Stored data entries

- Opening Delimiter -

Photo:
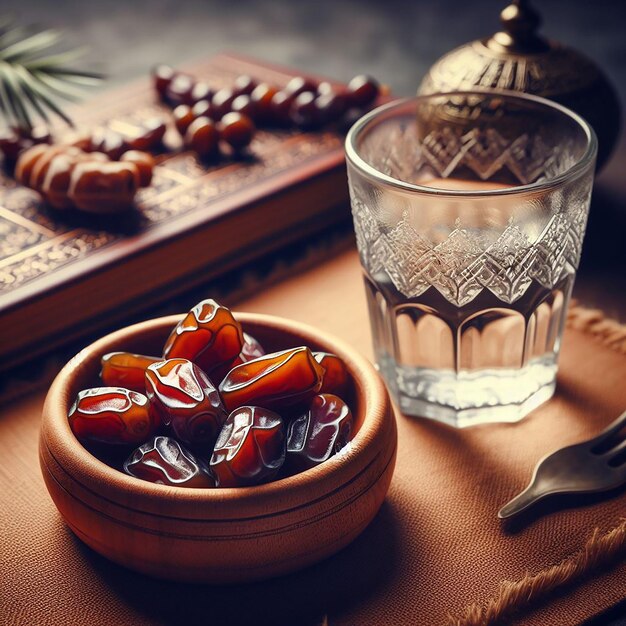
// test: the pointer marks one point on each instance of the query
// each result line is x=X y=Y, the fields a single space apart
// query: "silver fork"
x=586 y=467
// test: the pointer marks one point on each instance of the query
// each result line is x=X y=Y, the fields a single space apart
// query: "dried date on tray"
x=208 y=335
x=274 y=381
x=185 y=401
x=112 y=415
x=319 y=433
x=250 y=449
x=164 y=461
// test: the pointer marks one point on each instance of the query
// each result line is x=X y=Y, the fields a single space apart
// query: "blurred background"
x=396 y=41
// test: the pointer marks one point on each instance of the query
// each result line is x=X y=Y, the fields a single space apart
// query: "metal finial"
x=520 y=23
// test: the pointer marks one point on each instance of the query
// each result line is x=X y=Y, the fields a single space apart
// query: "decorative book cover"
x=60 y=278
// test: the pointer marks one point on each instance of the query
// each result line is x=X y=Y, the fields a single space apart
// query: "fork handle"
x=521 y=502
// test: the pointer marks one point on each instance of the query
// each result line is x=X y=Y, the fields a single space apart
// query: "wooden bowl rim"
x=242 y=503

- Closing Delimiter -

Problem to solve => Once the pictures are set aside, repeat each entry exactly as it stands.

Written answer =>
Photo:
// test: the pointer marks one point on each instance of the query
// each result line is x=X y=Y, the fields a single space apart
// query: "silver fork"
x=586 y=467
// test: the pointer marks one point on each instance of the query
// each result line is x=X y=Y, the fields a single space apart
// query: "dried date on tray"
x=208 y=335
x=274 y=381
x=185 y=401
x=112 y=415
x=319 y=433
x=250 y=449
x=164 y=461
// test: the pointer marks one point on each instance of the query
// each result line is x=X y=Y, the fields a single space apart
// query: "blurred background"
x=396 y=41
// test: the pointer marks one point on each instance of the query
// each result line is x=X y=Y, the fields a single space apart
// query: "metal finial"
x=520 y=23
// test: the pointer marks one point on each instance of the query
// each result line is x=X y=Y, the fields a single space apart
// query: "decorative book cover"
x=60 y=278
// test: the pointer marks one point on each instance of the query
// each result line is x=X y=Y, the fields a single space apart
// query: "fork handle"
x=521 y=502
// test: the pointer marks one point on each instance of the query
// each result line is x=X y=Y, the fields a single space apart
// query: "wooden bowl rim"
x=242 y=503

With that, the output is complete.